Work item A: Revise the Brazil passage starting at the words "The country’s economy" and ending after "later this week.", with "recession" replaced by "downturn".
Work item B: Decide whether each statement agrees with the Brazil passage, answering yes or no and quoting the deciding words: (i) Brazil's GDP grew by 7.5 percent in 2010. (ii) Rousseff began her second term in 2009. (iii) Rio won the bid to host the Games in 2010.

Passage shown:
────────
Investors spoke glowing of the BRICs, the emerging nations whose economies would dominate the world in the 21st century. (Yes, that actually stood for Brazil, Russia, India, and China.)
In 2009, when Rio won the bid to host the Games – an effort Lula spearheaded, and to which Rousseff, his protégée, dedicated her presidency—Brazil seemed full of promise. It was a moment “when everything seemed possible… It was Brazil’s turn,” wrote Juliana Barbassa, a Brazilian-born journalist and the author of Dancing with the Devil in the City of God: Rio de Janeiro and the Olympic Dream.
The country’s economy was booming due in part to economic policies Lula implemented, and in 2010, the country’s gross domestic product (GDP) grew by 7.5 percent. Five years later, Brazil’s GDP had plummeted by -3.8 percent in large part because of the collapse of the fossil fuel industry. Rousseff, Lula’s handpicked successor, began her second term in 2015, just as the worst recession in 80 years took hold. Her difficulties were compounded by the Zika virus epidemic and the international spectacle of a city seemingly unprepared to host the Olympics later this week.
────────
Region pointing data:
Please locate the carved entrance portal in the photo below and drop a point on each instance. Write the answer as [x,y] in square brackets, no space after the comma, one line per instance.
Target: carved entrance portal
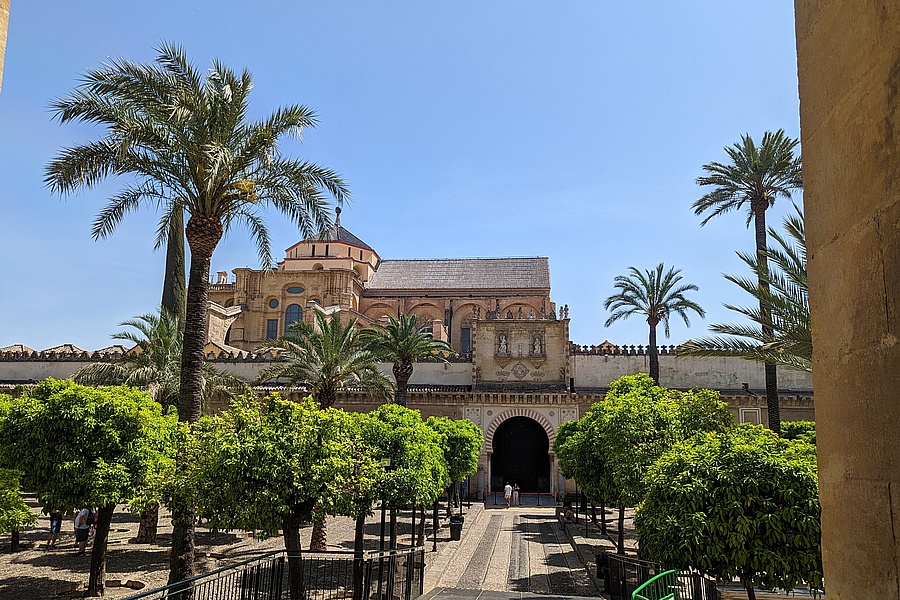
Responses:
[520,455]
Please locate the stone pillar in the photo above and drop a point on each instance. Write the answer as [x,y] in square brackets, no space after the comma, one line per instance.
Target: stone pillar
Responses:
[849,67]
[4,27]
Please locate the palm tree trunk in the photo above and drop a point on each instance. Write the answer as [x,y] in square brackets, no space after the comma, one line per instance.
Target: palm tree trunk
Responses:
[772,406]
[173,300]
[97,579]
[654,355]
[203,234]
[402,373]
[148,525]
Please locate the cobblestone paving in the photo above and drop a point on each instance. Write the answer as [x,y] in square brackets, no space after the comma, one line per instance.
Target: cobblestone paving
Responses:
[518,550]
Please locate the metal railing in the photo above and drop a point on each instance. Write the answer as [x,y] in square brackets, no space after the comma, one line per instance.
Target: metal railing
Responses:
[624,574]
[395,575]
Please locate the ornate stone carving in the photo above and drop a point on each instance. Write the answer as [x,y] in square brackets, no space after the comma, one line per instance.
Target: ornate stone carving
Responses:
[519,371]
[567,414]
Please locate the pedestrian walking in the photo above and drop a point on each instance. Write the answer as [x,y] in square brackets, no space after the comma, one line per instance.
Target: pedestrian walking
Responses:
[55,526]
[82,529]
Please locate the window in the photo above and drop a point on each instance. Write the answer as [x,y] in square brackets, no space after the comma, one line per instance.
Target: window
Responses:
[272,329]
[293,314]
[465,340]
[751,415]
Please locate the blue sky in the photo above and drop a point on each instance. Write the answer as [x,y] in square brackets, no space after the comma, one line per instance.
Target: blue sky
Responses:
[464,129]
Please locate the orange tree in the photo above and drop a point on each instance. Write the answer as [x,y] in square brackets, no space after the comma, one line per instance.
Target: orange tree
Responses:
[185,139]
[740,503]
[77,445]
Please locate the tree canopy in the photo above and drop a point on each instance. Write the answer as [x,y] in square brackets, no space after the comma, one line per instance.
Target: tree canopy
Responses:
[402,342]
[461,440]
[326,357]
[738,503]
[655,295]
[81,446]
[781,333]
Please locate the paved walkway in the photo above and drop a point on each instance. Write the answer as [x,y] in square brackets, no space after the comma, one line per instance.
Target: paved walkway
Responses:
[520,550]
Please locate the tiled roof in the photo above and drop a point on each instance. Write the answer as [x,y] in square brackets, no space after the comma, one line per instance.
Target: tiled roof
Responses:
[64,349]
[336,233]
[462,273]
[21,348]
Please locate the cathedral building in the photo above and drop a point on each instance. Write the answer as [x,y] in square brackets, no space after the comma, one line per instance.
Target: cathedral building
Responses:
[515,374]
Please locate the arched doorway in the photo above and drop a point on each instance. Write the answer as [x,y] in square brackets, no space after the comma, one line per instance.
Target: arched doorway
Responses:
[521,455]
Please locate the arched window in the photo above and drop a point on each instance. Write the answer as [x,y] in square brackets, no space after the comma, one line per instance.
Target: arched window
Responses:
[292,314]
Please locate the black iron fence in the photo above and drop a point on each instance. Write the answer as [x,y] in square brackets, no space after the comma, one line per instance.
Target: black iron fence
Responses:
[394,575]
[624,574]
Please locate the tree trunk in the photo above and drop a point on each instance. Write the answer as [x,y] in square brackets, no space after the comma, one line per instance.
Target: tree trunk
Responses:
[772,406]
[97,579]
[148,526]
[654,355]
[203,234]
[291,526]
[421,525]
[359,542]
[621,536]
[751,593]
[319,539]
[402,373]
[181,558]
[392,545]
[603,518]
[173,300]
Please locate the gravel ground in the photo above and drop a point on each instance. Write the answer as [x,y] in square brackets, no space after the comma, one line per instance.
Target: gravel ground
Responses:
[36,572]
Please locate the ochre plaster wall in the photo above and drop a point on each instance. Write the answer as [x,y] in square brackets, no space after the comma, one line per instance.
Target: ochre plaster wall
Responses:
[849,68]
[597,371]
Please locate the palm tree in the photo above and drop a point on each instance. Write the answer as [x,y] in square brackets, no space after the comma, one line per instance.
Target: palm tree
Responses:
[185,138]
[656,295]
[786,299]
[325,358]
[403,342]
[154,364]
[753,179]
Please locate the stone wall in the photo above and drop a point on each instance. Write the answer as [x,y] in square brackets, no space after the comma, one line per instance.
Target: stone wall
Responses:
[595,371]
[849,69]
[522,352]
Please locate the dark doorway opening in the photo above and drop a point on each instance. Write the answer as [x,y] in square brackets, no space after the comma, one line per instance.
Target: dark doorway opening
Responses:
[521,455]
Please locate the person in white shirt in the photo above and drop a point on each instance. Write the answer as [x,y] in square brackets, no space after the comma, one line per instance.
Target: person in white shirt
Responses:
[82,528]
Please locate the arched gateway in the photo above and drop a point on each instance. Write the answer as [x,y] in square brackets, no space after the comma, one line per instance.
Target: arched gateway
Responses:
[518,444]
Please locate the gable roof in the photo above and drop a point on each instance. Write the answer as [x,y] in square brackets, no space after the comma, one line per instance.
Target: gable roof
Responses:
[462,273]
[336,233]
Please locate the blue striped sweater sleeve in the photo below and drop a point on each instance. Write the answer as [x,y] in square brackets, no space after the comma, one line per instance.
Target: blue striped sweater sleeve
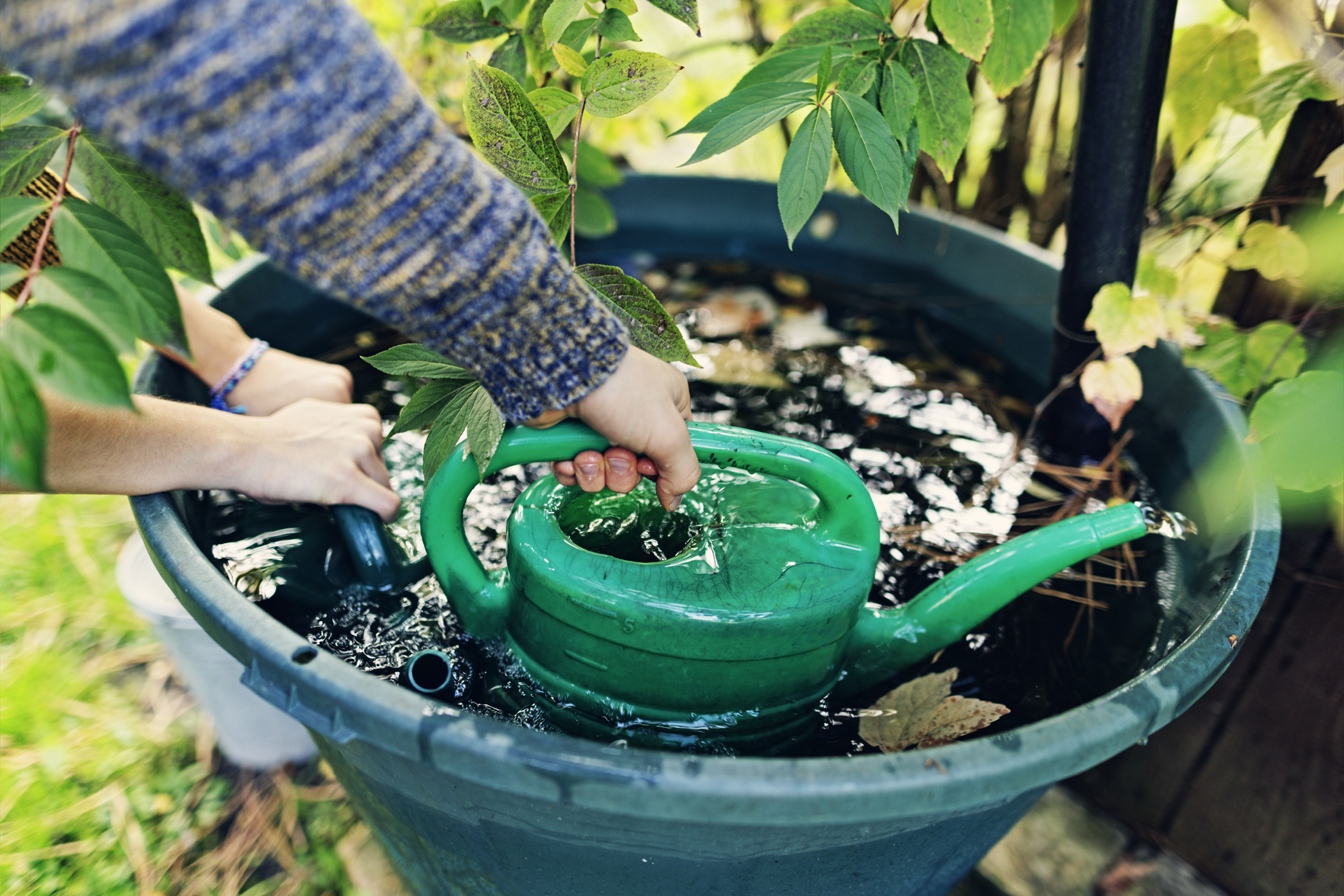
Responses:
[292,124]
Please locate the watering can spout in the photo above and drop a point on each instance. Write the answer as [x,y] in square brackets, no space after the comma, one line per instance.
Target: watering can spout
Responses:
[886,641]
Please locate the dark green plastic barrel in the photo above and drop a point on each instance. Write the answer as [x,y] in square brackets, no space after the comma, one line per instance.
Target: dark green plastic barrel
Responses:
[465,805]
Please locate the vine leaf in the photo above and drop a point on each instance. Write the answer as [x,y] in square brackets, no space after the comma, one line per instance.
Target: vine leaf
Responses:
[448,429]
[557,106]
[943,101]
[685,11]
[89,298]
[651,327]
[484,429]
[747,122]
[1124,321]
[96,241]
[148,206]
[1274,252]
[413,359]
[25,151]
[1022,31]
[1300,426]
[1277,93]
[66,355]
[511,133]
[23,428]
[967,25]
[1112,387]
[870,152]
[924,714]
[740,99]
[807,165]
[16,213]
[1210,68]
[464,22]
[624,80]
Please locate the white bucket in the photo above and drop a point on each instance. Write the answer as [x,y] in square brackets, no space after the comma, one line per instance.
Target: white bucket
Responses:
[252,733]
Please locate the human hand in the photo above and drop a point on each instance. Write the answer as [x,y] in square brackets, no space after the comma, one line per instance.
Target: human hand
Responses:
[642,409]
[315,452]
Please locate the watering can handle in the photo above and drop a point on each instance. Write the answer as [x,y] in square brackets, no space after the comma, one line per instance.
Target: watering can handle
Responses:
[482,601]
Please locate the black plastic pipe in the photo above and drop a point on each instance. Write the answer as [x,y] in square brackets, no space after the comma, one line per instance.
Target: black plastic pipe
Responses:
[1124,77]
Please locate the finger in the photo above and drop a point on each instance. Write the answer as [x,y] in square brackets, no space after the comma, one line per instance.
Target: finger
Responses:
[589,469]
[621,475]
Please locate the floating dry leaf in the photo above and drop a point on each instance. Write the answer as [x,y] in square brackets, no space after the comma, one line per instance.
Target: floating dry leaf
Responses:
[924,714]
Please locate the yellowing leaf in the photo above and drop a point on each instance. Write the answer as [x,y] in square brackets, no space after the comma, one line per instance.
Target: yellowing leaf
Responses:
[922,714]
[1332,170]
[1125,323]
[1112,387]
[1274,252]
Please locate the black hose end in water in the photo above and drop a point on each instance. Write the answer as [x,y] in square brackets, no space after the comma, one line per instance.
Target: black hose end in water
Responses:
[436,675]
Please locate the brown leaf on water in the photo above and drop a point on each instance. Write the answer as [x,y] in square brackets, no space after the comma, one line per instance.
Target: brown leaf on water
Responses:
[924,714]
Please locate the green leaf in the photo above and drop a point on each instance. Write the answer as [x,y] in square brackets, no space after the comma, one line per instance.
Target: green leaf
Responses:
[966,25]
[596,170]
[511,133]
[897,97]
[747,122]
[558,18]
[1212,66]
[428,404]
[25,151]
[740,99]
[66,355]
[570,61]
[1274,252]
[943,105]
[1277,93]
[511,58]
[858,75]
[807,165]
[823,75]
[800,65]
[18,101]
[1300,426]
[1124,321]
[593,214]
[96,241]
[148,206]
[557,106]
[415,359]
[534,38]
[1022,31]
[870,152]
[685,11]
[624,80]
[614,25]
[16,213]
[464,22]
[23,429]
[91,300]
[484,429]
[834,25]
[554,210]
[448,429]
[650,324]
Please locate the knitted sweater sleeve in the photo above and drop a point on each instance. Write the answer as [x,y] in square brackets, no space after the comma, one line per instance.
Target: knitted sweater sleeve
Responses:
[290,122]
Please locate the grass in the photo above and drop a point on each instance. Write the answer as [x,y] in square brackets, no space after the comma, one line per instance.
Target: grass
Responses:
[109,781]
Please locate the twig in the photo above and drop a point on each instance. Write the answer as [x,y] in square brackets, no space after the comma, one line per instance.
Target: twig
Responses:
[46,230]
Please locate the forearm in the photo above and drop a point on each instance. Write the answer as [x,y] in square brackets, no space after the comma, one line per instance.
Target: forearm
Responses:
[294,125]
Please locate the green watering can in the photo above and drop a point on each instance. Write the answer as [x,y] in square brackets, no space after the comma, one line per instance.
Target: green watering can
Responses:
[737,639]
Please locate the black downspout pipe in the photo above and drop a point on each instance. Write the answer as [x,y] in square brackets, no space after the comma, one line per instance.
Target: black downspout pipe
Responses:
[1124,79]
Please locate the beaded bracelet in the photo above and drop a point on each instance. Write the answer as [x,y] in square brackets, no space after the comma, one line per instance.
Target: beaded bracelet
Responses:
[236,374]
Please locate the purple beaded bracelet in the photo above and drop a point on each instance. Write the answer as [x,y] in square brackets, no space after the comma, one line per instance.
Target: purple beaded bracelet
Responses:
[236,374]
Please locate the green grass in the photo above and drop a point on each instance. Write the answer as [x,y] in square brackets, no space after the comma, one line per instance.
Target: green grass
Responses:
[109,782]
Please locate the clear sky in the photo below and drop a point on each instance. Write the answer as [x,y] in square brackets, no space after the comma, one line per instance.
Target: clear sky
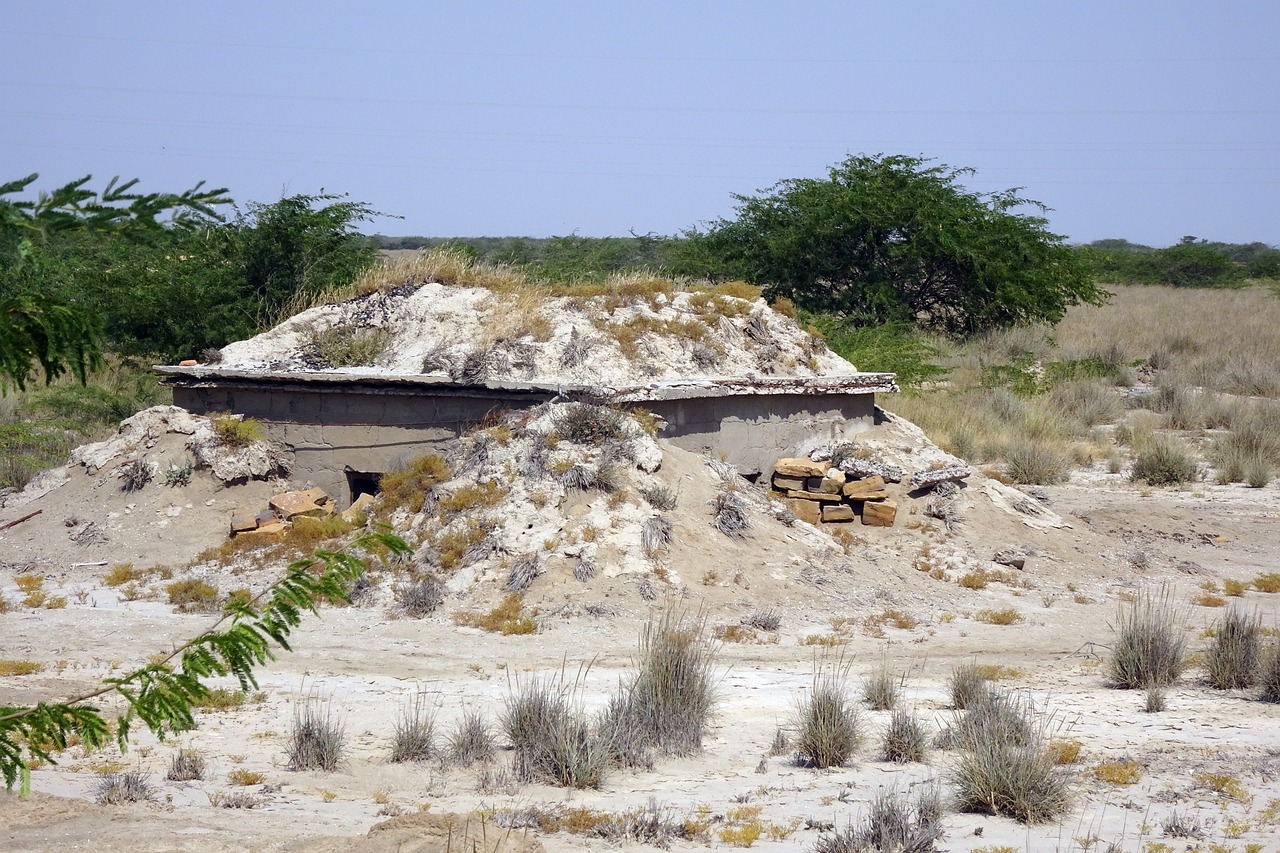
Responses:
[1146,121]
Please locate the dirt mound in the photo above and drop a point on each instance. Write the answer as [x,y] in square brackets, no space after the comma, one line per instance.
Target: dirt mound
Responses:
[608,340]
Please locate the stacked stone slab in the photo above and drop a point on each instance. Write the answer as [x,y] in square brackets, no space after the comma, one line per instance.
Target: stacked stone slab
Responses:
[283,509]
[819,493]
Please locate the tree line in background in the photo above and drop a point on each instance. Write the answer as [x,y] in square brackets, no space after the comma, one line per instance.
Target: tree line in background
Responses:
[881,242]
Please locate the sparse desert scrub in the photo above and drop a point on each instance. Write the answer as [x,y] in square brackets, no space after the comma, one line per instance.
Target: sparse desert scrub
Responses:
[670,701]
[318,739]
[894,821]
[826,721]
[415,731]
[552,735]
[1004,763]
[124,787]
[1233,656]
[1164,461]
[882,689]
[905,739]
[1150,646]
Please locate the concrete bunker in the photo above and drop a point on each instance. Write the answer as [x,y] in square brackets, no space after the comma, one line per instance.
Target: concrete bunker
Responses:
[346,429]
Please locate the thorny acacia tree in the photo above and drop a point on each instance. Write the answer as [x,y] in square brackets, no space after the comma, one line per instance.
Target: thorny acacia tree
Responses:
[164,692]
[892,238]
[39,328]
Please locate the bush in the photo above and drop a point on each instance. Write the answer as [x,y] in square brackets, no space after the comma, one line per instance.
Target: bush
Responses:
[415,731]
[894,824]
[1232,661]
[1036,463]
[882,689]
[470,740]
[1005,766]
[346,346]
[552,737]
[1270,676]
[1164,461]
[193,596]
[827,725]
[411,487]
[318,738]
[967,685]
[905,739]
[672,697]
[421,597]
[586,423]
[187,765]
[1150,646]
[128,787]
[233,430]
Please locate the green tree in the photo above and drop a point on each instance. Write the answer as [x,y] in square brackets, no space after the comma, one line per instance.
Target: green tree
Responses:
[163,693]
[892,238]
[39,325]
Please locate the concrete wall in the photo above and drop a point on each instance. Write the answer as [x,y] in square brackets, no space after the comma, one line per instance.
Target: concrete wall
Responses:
[336,433]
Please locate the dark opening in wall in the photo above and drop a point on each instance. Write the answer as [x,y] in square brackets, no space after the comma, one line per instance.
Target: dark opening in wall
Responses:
[362,483]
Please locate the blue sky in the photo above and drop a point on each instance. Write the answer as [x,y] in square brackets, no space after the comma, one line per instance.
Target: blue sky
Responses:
[1146,121]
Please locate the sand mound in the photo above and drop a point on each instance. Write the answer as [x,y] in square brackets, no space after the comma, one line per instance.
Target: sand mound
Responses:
[474,334]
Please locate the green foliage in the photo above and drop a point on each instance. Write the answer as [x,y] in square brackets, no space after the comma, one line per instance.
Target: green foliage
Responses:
[891,238]
[164,693]
[892,347]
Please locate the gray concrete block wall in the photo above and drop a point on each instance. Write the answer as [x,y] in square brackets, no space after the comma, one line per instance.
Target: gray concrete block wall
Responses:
[333,432]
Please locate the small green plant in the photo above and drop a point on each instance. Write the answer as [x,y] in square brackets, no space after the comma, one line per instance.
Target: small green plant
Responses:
[415,731]
[234,430]
[826,723]
[187,765]
[1233,657]
[318,738]
[1150,647]
[1164,461]
[193,596]
[347,346]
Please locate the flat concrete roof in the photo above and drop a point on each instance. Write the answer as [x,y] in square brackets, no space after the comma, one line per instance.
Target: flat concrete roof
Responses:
[375,383]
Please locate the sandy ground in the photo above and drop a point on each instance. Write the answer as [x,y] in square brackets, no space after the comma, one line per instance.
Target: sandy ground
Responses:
[1111,539]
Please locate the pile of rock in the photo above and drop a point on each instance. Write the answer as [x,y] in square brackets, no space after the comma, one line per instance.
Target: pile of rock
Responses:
[287,506]
[819,493]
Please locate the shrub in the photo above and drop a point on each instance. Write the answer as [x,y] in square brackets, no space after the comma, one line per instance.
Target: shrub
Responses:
[894,824]
[827,725]
[1005,766]
[882,689]
[661,497]
[1164,461]
[135,474]
[193,596]
[905,739]
[187,765]
[586,423]
[1036,463]
[670,702]
[470,739]
[552,737]
[1232,661]
[415,731]
[1270,676]
[967,685]
[421,597]
[316,739]
[728,511]
[234,430]
[411,487]
[1150,646]
[128,787]
[346,346]
[507,617]
[1005,616]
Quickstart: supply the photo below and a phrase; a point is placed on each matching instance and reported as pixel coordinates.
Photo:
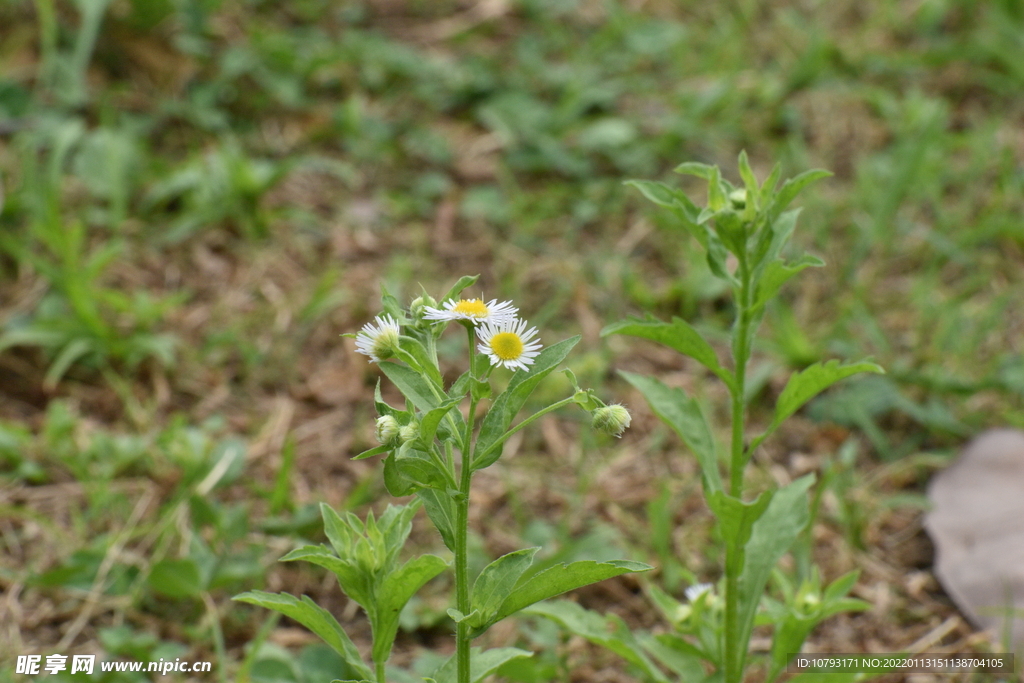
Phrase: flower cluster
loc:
(504, 338)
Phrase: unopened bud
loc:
(738, 199)
(612, 420)
(387, 430)
(420, 304)
(410, 432)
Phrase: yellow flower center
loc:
(506, 345)
(473, 307)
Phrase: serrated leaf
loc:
(694, 168)
(777, 272)
(791, 188)
(750, 180)
(496, 583)
(772, 536)
(736, 518)
(376, 451)
(678, 335)
(510, 401)
(595, 628)
(658, 193)
(808, 383)
(353, 583)
(313, 617)
(396, 590)
(481, 665)
(441, 511)
(412, 385)
(680, 656)
(397, 483)
(558, 580)
(430, 421)
(684, 416)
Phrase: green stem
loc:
(462, 639)
(532, 418)
(734, 651)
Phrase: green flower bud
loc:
(410, 432)
(420, 305)
(738, 199)
(387, 430)
(611, 420)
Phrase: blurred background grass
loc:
(200, 196)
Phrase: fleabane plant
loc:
(743, 230)
(431, 446)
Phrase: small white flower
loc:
(508, 343)
(695, 591)
(472, 309)
(379, 341)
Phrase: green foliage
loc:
(419, 443)
(751, 225)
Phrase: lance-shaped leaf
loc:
(595, 628)
(496, 583)
(791, 188)
(558, 580)
(412, 385)
(736, 519)
(355, 584)
(419, 468)
(481, 665)
(684, 416)
(678, 335)
(808, 383)
(772, 536)
(397, 483)
(428, 425)
(777, 272)
(440, 509)
(314, 617)
(396, 589)
(509, 402)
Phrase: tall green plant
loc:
(743, 231)
(432, 451)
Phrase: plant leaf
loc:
(412, 385)
(510, 401)
(737, 519)
(314, 617)
(791, 188)
(678, 335)
(772, 535)
(440, 509)
(496, 583)
(558, 580)
(594, 627)
(481, 665)
(396, 589)
(808, 383)
(683, 415)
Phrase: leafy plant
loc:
(742, 231)
(420, 442)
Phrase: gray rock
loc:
(977, 525)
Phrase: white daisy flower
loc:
────────
Written answer A:
The country’s economy was booming due in part to economic policies Lula implemented, and in 2010, the country’s gross domestic product (GDP) grew by 7.5 percent. Five years later, Brazil’s GDP had plummeted by -3.8 percent in large part because of the collapse of the fossil fuel industry. Rousseff, Lula’s handpicked successor, began her second term in 2015, just as the worst downturn in 80 years took hold. Her difficulties were compounded by the Zika virus epidemic and the international spectacle of a city seemingly unprepared to host the Olympics later this week.

Written answer B:
(i) Yes: "in 2010, the country’s gross domestic product (GDP) grew by 7.5 percent."
(ii) No: "began her second term in 2015"
(iii) No: "In 2009, when Rio won the bid to host the Games"